Copy out every line from the one containing "put a marker on the white plastic bucket" through the end of the listing, both ends included, and shift each coordinate by -123.

--- START PROVIDED RECORDS ---

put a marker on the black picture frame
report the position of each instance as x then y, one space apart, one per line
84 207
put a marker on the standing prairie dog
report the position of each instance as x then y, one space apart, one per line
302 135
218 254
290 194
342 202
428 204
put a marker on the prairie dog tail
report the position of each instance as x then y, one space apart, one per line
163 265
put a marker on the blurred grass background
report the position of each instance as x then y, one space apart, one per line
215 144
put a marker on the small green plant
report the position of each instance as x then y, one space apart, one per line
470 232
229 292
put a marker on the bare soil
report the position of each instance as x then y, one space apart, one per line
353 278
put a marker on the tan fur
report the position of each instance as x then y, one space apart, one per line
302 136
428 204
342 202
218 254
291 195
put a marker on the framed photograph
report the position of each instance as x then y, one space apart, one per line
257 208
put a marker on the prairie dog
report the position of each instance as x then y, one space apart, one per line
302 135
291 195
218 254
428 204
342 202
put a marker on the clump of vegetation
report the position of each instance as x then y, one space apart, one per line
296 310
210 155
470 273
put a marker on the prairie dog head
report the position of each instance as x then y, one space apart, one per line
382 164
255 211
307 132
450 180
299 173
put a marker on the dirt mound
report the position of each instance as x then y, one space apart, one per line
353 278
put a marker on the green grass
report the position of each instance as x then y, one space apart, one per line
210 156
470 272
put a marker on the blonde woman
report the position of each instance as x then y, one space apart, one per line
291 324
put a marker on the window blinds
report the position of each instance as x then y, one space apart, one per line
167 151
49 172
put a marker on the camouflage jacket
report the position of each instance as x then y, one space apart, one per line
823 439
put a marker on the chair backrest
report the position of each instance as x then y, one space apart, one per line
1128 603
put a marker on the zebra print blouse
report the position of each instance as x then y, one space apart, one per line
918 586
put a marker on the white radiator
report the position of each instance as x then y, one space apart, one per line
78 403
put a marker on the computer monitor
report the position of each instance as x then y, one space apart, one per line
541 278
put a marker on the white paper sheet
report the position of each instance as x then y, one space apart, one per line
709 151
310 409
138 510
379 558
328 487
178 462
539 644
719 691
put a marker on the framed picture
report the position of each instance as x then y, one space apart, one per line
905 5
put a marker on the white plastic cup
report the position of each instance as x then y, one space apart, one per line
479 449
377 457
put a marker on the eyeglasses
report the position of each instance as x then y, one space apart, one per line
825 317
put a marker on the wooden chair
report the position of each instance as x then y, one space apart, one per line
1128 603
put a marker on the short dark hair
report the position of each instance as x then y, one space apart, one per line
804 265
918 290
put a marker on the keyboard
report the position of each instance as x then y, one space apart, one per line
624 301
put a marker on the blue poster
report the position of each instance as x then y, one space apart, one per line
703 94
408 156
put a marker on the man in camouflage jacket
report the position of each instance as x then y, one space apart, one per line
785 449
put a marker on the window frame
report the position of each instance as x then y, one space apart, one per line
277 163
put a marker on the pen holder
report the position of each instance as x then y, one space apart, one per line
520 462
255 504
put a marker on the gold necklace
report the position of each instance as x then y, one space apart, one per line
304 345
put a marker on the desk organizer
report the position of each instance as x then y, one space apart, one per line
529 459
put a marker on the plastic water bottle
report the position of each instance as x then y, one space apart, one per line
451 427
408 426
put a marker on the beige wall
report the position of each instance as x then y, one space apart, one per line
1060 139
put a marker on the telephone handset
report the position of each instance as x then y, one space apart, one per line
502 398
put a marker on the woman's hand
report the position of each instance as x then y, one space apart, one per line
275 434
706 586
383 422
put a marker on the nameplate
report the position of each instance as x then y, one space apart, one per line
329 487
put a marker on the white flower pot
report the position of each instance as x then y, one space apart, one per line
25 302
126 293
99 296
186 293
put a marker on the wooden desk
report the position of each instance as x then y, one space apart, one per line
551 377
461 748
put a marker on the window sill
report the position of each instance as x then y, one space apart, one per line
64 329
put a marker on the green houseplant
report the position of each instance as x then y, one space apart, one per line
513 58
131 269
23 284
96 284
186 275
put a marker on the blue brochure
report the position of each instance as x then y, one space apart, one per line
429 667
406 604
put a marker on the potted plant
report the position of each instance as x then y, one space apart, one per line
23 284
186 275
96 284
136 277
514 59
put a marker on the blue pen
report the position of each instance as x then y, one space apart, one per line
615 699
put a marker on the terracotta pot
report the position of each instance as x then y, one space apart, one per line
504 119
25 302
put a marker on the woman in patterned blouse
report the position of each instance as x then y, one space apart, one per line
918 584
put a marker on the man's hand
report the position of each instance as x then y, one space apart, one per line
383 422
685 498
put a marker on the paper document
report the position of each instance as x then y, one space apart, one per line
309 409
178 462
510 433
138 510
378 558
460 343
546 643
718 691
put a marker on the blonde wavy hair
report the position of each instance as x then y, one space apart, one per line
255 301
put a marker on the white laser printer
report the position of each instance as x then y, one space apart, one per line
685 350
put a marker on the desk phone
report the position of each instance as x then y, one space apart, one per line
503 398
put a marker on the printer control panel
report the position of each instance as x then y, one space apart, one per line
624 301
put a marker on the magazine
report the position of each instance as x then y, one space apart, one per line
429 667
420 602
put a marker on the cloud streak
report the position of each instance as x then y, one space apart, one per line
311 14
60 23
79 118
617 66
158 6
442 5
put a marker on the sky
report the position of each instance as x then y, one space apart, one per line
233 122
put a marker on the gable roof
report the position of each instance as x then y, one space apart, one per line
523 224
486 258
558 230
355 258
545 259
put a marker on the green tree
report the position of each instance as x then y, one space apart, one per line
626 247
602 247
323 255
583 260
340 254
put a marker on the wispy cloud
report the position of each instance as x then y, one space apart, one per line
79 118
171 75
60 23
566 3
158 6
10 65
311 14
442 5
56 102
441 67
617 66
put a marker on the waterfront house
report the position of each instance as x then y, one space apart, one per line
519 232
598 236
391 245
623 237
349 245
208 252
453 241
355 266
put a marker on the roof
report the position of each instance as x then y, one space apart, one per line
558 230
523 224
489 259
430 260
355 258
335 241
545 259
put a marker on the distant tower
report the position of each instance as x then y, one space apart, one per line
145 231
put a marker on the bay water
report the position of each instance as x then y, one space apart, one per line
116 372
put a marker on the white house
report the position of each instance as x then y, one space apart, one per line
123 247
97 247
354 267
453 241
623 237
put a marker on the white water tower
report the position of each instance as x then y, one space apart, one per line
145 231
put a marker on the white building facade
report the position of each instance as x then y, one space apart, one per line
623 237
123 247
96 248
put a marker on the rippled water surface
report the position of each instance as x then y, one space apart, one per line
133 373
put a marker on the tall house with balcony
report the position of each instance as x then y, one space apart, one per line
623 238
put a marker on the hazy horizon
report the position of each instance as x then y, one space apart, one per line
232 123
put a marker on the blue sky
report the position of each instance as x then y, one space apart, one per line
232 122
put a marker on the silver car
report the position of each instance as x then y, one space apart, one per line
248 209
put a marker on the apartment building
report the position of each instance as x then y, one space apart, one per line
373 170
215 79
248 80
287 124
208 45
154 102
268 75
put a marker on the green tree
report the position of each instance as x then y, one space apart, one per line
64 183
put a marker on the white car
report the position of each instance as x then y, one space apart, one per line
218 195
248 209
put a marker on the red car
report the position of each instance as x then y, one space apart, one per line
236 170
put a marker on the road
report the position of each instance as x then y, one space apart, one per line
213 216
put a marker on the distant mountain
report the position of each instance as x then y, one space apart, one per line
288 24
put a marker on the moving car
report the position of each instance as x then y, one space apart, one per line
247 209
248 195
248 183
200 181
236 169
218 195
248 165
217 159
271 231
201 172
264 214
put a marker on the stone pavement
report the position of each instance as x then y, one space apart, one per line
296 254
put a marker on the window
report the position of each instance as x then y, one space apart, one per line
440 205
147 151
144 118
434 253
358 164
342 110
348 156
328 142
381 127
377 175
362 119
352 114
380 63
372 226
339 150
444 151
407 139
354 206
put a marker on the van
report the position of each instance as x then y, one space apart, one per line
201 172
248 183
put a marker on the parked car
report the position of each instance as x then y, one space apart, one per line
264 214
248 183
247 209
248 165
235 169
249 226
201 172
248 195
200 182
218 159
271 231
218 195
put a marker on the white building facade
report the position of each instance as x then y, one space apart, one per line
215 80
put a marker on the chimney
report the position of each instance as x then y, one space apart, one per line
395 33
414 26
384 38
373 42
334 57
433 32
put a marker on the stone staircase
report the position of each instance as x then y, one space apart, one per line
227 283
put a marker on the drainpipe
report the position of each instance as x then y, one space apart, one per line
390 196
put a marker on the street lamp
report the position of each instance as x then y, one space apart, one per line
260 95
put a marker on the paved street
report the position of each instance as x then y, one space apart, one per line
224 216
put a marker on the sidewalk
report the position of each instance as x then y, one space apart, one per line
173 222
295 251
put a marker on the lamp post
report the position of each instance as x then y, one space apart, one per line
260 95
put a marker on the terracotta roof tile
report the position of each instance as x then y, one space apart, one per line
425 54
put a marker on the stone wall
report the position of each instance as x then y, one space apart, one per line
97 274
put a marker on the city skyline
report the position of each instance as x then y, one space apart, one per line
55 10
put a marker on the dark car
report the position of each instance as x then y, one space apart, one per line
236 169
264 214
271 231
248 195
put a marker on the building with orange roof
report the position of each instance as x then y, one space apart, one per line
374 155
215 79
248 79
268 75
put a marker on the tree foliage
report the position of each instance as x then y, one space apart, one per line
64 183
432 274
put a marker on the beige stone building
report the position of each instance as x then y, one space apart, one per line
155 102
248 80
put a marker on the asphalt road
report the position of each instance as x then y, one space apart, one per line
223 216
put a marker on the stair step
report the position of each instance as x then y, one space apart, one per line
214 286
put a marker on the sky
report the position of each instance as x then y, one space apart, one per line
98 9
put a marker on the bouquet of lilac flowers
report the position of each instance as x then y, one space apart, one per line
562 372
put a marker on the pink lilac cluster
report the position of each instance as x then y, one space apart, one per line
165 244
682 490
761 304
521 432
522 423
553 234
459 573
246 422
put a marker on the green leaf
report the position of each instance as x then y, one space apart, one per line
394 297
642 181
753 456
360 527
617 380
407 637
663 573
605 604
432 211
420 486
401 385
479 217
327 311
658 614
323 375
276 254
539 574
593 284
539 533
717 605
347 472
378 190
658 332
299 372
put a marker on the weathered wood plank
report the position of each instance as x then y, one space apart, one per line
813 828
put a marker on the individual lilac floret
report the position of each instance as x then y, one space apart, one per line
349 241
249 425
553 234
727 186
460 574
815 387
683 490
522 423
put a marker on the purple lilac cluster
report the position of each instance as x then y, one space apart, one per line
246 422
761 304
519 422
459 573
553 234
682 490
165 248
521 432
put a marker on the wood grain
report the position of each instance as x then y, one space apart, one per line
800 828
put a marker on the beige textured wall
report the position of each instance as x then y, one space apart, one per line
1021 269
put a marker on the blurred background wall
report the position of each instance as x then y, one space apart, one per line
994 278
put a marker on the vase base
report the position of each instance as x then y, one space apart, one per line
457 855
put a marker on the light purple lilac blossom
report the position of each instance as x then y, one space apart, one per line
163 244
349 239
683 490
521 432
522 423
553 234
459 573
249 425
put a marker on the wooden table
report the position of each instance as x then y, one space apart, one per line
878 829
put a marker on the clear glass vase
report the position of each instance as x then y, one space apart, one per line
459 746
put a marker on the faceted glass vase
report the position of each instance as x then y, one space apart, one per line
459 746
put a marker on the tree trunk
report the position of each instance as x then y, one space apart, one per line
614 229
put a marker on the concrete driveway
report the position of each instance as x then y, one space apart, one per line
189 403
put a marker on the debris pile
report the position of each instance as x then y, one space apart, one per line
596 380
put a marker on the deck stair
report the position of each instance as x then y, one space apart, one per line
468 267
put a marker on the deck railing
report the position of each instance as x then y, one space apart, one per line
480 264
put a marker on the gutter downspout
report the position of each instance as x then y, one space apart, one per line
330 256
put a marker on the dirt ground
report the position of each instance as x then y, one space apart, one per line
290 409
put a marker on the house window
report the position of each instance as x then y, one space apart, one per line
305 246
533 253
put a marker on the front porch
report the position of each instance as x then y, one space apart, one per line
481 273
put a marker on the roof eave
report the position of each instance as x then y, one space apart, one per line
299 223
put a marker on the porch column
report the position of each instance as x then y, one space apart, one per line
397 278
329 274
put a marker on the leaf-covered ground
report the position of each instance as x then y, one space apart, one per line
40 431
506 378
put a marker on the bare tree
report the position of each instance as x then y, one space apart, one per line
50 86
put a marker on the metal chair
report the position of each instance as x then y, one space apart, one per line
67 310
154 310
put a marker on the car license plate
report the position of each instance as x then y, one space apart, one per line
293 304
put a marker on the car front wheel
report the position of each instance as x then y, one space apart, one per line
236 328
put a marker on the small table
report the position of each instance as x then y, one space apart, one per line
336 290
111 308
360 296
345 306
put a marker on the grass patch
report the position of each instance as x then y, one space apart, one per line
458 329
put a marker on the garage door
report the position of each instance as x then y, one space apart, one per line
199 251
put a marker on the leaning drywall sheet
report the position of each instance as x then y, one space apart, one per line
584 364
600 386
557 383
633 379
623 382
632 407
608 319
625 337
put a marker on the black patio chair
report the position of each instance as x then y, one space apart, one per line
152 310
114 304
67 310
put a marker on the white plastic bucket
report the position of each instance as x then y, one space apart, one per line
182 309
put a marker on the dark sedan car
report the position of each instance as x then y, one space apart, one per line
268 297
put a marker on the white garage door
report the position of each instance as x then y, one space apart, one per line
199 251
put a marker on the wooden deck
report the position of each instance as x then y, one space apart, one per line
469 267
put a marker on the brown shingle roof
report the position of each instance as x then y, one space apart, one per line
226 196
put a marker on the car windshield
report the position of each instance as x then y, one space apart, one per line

--- END PROVIDED RECORDS ---

EXERCISE RESPONSE:
put a marker on the white plastic bucket
report the position of each instance as x then y, one space apart, one per line
59 186
put a marker on the dark sedan car
report the position of each instance as x then y, one space apart, one per line
145 174
put a marker on the white garage door
report the position of each instance as x then y, one space apart, one per line
76 128
put a marker on the wooden deck
report the position of each instance as x then y, one space apart, one per line
346 144
put a marker on the brown shingle roof
report the position of each instance as x then y, one space apart, one per line
103 73
put a marker on the car windshield
report the position of each instance as x then y, one space apart, one per line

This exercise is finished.